>> START

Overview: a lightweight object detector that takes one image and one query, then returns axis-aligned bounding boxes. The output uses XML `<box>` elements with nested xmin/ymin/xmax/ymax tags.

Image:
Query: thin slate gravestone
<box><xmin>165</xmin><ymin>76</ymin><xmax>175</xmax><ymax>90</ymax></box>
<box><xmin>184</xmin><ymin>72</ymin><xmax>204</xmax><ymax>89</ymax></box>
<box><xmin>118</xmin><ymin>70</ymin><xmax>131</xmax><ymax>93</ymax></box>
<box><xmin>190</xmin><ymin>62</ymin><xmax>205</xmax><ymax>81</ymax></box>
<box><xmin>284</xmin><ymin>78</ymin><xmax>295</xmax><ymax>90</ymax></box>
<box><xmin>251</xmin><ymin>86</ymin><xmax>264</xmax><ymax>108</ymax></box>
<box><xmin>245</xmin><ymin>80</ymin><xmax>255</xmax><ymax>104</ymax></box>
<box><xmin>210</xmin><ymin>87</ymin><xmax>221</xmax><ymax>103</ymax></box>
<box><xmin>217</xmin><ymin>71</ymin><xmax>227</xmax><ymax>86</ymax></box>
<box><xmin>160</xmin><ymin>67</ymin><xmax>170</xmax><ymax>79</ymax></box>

>> END

## DIRECTIONS:
Copy out every line above, character for character, with nothing changed.

## REPLY TO THE TASK:
Overview: a lightweight object detector that takes one image and one query, then returns axis-aligned bounding boxes. The output uses XML `<box>` elements with nested xmin/ymin/xmax/ymax tags.

Image:
Query: thin slate gravestone
<box><xmin>165</xmin><ymin>76</ymin><xmax>175</xmax><ymax>90</ymax></box>
<box><xmin>184</xmin><ymin>72</ymin><xmax>204</xmax><ymax>89</ymax></box>
<box><xmin>118</xmin><ymin>70</ymin><xmax>131</xmax><ymax>93</ymax></box>
<box><xmin>190</xmin><ymin>62</ymin><xmax>205</xmax><ymax>81</ymax></box>
<box><xmin>284</xmin><ymin>78</ymin><xmax>295</xmax><ymax>90</ymax></box>
<box><xmin>251</xmin><ymin>86</ymin><xmax>264</xmax><ymax>108</ymax></box>
<box><xmin>245</xmin><ymin>80</ymin><xmax>255</xmax><ymax>104</ymax></box>
<box><xmin>210</xmin><ymin>87</ymin><xmax>221</xmax><ymax>103</ymax></box>
<box><xmin>217</xmin><ymin>71</ymin><xmax>227</xmax><ymax>86</ymax></box>
<box><xmin>160</xmin><ymin>67</ymin><xmax>170</xmax><ymax>79</ymax></box>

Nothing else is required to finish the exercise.